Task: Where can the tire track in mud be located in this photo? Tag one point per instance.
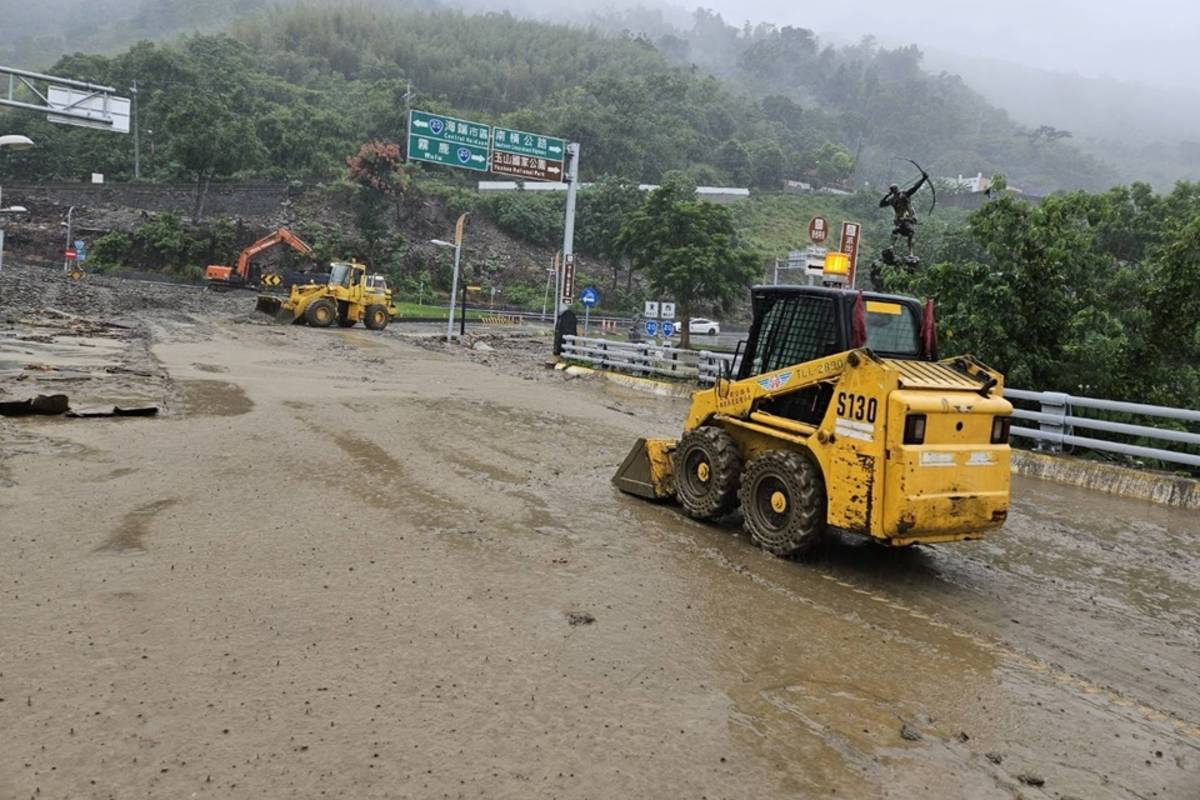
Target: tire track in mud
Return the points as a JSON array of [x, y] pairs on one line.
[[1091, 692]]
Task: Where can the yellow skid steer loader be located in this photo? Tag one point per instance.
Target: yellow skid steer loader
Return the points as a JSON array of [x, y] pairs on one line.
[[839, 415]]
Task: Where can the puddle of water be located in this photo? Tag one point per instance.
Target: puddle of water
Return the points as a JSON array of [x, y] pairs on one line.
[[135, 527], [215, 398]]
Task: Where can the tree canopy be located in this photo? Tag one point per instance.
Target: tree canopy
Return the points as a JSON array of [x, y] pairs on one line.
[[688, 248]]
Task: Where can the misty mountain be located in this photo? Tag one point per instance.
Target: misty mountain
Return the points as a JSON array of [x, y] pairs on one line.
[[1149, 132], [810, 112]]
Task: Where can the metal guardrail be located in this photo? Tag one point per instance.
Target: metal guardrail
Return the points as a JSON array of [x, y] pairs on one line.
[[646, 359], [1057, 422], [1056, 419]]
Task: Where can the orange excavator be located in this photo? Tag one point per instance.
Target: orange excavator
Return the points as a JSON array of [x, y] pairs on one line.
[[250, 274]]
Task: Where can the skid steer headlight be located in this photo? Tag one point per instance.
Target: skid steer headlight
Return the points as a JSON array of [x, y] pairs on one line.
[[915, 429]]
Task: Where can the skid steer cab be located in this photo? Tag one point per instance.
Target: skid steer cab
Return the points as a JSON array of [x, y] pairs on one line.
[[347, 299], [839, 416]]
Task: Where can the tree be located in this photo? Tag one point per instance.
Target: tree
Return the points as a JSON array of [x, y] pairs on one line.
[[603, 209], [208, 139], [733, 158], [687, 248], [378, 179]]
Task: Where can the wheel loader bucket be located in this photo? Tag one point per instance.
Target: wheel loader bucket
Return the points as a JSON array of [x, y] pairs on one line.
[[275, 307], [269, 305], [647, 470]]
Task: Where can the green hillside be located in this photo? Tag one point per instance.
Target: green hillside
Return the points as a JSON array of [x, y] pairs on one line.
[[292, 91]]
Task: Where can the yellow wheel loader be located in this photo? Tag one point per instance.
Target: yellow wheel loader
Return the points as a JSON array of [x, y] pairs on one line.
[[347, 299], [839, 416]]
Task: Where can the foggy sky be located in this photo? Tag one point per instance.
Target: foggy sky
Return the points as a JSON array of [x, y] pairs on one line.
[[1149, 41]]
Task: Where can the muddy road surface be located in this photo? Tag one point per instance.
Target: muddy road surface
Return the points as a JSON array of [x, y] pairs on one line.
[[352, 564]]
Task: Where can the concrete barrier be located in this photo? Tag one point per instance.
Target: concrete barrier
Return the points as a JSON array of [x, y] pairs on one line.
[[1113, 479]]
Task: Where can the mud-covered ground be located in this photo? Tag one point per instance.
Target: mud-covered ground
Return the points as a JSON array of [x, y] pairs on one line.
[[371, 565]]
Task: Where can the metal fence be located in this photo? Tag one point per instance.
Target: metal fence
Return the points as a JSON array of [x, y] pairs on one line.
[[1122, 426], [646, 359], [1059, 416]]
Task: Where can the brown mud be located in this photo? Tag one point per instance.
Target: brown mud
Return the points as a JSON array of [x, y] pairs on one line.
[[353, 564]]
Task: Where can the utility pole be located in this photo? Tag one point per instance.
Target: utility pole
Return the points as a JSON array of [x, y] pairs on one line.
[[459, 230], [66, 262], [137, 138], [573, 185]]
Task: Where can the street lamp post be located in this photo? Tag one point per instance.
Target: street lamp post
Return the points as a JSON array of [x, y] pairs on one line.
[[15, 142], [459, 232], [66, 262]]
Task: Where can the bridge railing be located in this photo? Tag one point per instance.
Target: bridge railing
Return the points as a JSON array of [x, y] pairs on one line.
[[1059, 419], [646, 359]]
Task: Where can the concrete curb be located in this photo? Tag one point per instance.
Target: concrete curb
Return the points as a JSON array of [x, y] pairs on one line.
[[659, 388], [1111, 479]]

================

* **AUFGABENSTELLUNG**:
Aktualisiere alle Einträge oben, indem du „Target“ überall durch „Object“ ersetzt und sonst nichts änderst. Lass die Bilder in deiner Antwort weg.

* **ENDERGEBNIS**:
Task: Where can the tire track in mud be located in this photo? Tag one point per instance.
Object: tire track in mud
Return the points as a JSON array of [x, y] pairs on one line.
[[1091, 692]]
Task: Where can the yellow skid steer loader be located in this photo? Tag one point per instance.
Object: yellow skid steer loader
Return the points as a JSON array of [x, y] pairs on one line.
[[839, 415]]
Task: Where can the puddle of water be located in this photo? Tag one point per instance.
Object: puddle of water
Return the points as a JSON array of [x, y] pairs on one line.
[[135, 527], [215, 398]]
Task: Where can the tree canopy be located in this photo? Tag one point per instance.
Object: tree canopy
Return the points as a JSON array of [x, y] pairs on one line.
[[688, 248]]
Task: Where can the misty mountain be located in this photo? Tag one point per instance.
Object: misty mountain
Return the points as a JSON array of [x, y] pairs on one line.
[[1149, 132], [810, 112]]
Task: Where can the metal guardrail be located in this photo? Tag one point per instance.
Object: metal guardrail
Return the points as a JSON array of [x, y] pairs on one line.
[[646, 359], [1057, 422], [1056, 419]]
Task: Where can the orange excavator be located in this photo? Tag one point per instance.
Object: orange excavator
Return the points as a JSON array of [x, y] pairs on one line.
[[250, 274]]
Task: Where can the skid steer headlight be located in this photo? Tag one point per instance.
Object: skid steer headlight
Return the points as a JSON array of [x, y] pairs on one line.
[[915, 429]]
Task: Where can the skid steer cab be located in this photo? Tag one point per instance.
Object: skid steer cab
Return the points as a JSON array of [x, y] pairs on one line.
[[347, 299], [839, 416]]
Task: Where can the tree be located in this photo? Tag one point per instance.
Object: tree
Return the points as a JSON array of [x, y] pairs on one line.
[[603, 209], [208, 139], [733, 158], [687, 248], [378, 179]]
Task: Where can the wheel loader bucket be located in this photo? Tag one point per instance.
Object: wheel loader bucket
Return the points as a JSON array of [x, y] pairs on one line.
[[275, 307], [269, 305], [647, 470]]
Task: Where can the green hillside be located in this photo? Tag one point per instance.
Object: green hillside
Return the points as a JSON array of [x, y] pairs on one line.
[[292, 91]]
Task: Where can the yellow wheel loader be located in this photo? Tag one point per instance.
Object: yellow wheel loader
Return the points as a JSON array of [x, y] pairs on one line.
[[347, 299], [839, 416]]
Task: Where can the foggy sky be located in this photo? Tag one point per instance.
Object: foggy sky
Return the points as a JSON array of [x, y] pairs on one line.
[[1149, 41]]
Task: Where can the muddy road surface be located in this photo? Tag one point per instance.
Object: muddy road surface
Return the points as a JSON array of [x, y] pairs on one line.
[[352, 564]]
Task: Where can the concrete barrier be located in this photo? Tag one point per instance.
Object: concrete barrier
Return the points as a JSON array of [x, y] pairs on one line.
[[1113, 479]]
Task: Where can the mud-covered ground be located in this photo? Tag one point per instance.
Object: mud-covered ground
Return the points as a JSON array of [x, y] pairs on one line.
[[371, 565]]
Task: Where can the metal fence be located in this photo? Tag one point per instance.
Object: metal fence
Return the points as a JSON array of [x, y] pairs on one line.
[[1122, 426], [646, 359], [1059, 416]]
Task: Where can the brown mud be located in this photo? Tag one point per instance.
Object: brown mud
Return the points as a JSON array of [x, y] pairs on one line.
[[353, 564]]
Task: Where can the utility pole be located in this photo? Tag one point per instance.
Object: utility pole
Return the points as a JSON array of [x, y] pairs on one line.
[[459, 230], [66, 262], [137, 138], [573, 185]]
Task: Where can the street lamp post be located in this photo? Tag one point per instance.
Object: street lamp post
Return the points as a JSON array of [x, y] pairs on one line.
[[15, 142], [459, 232], [66, 262]]
Task: Where can the bridge railing be located in this photo? Tag one point per instance.
Object: bridge railing
Return the points as a JSON array of [x, y] pairs on one line.
[[1059, 419], [646, 359]]
Task: Where can the concrete curb be located in this photo? Tag one point per instance.
Object: concrete curb
Return the points as a JSON array of [x, y] pairs on one line.
[[659, 388], [1111, 479]]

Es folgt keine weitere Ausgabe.